BEGIN Selected extract

Purpose of the Study:

  • To develop and validate standardized microbiological sampling and testing procedures for the beef slaughter and processing industry.
  • To facilitate the collection and compilation of comparative microbiological data.
  • To assess the feasibility and effectiveness of these procedures in a real-world industrial setting.

Main Methods:

  • Development of standardized protocols for microbiological sampling of beef carcasses, subprimal cuts, lean trim, and processing surfaces.
  • Collection of samples across three beef slaughter and processing operations.
  • Comprehensive microbiological analysis including tests for specific pathogens (e.g., E. coli O157:H7, Listeria monocytogenes, Salmonella spp.) and indicator organisms (e.g., aerobic plate count, total coliforms).

Main Results:

  • The developed procedures were effective for consistent sample collection, shipping, and analysis.

END Selected extract
BEGIN Data for analysis

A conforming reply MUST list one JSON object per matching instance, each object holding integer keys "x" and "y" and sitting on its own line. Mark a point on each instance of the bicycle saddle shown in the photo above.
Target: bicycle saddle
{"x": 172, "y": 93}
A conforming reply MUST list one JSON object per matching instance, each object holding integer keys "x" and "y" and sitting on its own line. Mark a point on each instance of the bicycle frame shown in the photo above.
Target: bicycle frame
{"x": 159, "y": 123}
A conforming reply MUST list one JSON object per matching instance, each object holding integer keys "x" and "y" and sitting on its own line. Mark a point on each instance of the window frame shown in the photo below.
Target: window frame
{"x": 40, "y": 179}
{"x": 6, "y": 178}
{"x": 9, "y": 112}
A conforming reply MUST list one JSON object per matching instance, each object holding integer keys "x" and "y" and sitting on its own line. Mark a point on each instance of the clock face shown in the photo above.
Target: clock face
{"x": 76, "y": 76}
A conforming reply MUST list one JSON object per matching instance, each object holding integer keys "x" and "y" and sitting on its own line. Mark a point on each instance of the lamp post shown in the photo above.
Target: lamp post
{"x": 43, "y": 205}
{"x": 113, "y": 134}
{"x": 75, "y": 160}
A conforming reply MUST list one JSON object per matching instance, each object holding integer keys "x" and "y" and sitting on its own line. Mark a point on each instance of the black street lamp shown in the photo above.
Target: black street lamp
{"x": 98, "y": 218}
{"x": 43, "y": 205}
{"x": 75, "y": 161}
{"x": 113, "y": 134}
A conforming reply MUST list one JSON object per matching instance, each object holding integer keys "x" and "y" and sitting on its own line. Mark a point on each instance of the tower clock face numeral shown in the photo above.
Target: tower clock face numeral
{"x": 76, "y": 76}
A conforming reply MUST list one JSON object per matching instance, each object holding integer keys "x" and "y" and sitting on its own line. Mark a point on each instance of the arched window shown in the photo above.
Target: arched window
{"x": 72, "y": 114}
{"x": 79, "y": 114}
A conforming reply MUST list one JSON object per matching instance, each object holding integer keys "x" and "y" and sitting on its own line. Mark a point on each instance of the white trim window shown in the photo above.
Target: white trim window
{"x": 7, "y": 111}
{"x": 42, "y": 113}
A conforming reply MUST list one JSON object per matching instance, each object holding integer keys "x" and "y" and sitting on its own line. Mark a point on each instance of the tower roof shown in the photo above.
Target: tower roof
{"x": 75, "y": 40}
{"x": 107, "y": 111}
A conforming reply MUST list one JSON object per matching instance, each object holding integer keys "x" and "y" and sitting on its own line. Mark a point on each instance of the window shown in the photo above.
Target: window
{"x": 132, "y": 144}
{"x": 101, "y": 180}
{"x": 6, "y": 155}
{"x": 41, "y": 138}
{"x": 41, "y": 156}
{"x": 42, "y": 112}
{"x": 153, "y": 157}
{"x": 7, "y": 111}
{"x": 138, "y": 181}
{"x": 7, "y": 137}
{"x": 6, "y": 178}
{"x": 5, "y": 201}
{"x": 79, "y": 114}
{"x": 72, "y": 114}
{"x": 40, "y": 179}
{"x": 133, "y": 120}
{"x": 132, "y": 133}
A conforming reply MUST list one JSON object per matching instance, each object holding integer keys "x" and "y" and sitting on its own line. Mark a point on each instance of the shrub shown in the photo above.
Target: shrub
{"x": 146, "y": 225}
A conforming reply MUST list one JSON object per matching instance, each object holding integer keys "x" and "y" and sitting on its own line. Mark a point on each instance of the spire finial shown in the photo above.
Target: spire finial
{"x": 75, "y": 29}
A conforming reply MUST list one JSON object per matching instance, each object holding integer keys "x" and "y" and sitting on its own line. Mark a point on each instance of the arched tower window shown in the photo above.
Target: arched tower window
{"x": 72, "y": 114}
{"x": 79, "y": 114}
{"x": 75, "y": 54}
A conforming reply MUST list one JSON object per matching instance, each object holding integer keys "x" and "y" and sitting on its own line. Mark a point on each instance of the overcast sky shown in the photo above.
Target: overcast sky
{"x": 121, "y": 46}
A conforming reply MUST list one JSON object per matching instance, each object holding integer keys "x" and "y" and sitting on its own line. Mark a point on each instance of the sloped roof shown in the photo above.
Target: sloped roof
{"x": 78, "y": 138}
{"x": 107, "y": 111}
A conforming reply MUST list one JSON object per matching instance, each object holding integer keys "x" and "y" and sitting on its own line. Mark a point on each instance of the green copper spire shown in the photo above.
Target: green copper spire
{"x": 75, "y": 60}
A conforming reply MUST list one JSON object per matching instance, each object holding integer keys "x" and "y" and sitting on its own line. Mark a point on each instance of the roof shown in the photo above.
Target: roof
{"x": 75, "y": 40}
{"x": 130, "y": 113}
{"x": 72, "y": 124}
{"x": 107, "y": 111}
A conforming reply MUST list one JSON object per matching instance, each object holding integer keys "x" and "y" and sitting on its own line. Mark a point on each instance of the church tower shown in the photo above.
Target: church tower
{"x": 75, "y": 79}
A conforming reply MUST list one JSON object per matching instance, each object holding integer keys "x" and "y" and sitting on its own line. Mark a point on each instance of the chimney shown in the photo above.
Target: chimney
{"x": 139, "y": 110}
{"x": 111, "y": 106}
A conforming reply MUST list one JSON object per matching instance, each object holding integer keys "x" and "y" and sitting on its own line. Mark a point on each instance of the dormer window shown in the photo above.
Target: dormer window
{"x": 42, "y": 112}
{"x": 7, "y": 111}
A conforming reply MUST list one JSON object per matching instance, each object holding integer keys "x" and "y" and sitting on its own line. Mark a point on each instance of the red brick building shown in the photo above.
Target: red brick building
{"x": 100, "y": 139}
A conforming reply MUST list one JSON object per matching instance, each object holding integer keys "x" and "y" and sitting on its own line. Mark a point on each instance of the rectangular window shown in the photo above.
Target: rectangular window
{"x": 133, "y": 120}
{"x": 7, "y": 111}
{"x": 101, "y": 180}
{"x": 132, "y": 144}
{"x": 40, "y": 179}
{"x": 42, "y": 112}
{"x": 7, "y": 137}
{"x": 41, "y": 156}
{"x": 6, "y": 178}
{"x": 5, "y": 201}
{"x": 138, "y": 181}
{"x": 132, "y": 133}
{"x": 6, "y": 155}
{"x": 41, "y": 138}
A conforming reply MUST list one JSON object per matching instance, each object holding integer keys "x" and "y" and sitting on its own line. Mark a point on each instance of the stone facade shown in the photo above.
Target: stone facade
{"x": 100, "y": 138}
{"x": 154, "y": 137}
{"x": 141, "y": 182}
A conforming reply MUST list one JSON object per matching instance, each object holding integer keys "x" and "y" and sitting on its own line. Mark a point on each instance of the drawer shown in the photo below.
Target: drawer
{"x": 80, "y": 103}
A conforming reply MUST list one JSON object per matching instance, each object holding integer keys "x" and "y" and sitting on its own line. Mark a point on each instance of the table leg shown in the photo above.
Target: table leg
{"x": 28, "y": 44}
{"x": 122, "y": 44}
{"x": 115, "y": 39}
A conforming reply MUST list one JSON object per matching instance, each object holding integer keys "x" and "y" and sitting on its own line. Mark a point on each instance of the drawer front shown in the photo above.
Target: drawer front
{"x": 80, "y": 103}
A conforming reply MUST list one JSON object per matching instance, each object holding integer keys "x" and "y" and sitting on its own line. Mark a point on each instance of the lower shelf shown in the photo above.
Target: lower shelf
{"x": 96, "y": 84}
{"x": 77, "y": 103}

END Data for analysis

#### Exercise instructions:
1) In the beef sampling study summary, how many beef slaughter and processing operations supplied the samples?
2) Reproduce the part of the beef sampling study summary starting with "Purpose of the" and going on through "count, total coliforms).".
3) Carry on the beef sampling study summary past its last line.
The data here were taken from a different source than the study summary.

#### Answers to the exercises:
1) Three.

2)
Purpose of the Study:

  • To develop and validate standardized microbiological sampling and testing procedures for the beef slaughter and processing industry.
  • To facilitate the collection and compilation of comparative microbiological data.
  • To assess the feasibility and effectiveness of these procedures in a real-world industrial setting.

Main Methods:

  • Development of standardized protocols for microbiological sampling of beef carcasses, subprimal cuts, lean trim, and processing surfaces.
  • Collection of samples across three beef slaughter and processing operations.
  • Comprehensive microbiological analysis including tests for specific pathogens (e.g., E. coli O157:H7, Listeria monocytogenes, Salmonella spp.) and indicator organisms (e.g., aerobic plate count, total coliforms).

3)
  • Logistically, five people could collect approximately 20 samples per category (carcass, clod, trim, surface) within 4-6 hours.
  • Most samples (40 per category) tested negative for E. coli O157:H7, Salmonella spp., and Listeria spp., with rare exceptions; aerobic plate counts and total coliform counts were within expected ranges.

Conclusions:

  • Standardized microbiological sampling and testing procedures are feasible and effective for the beef industry.
  • These methods enable consistent data collection for improved food safety monitoring and comparative analysis.
  • The study demonstrates a practical approach to enhancing microbiological surveillance in beef processing.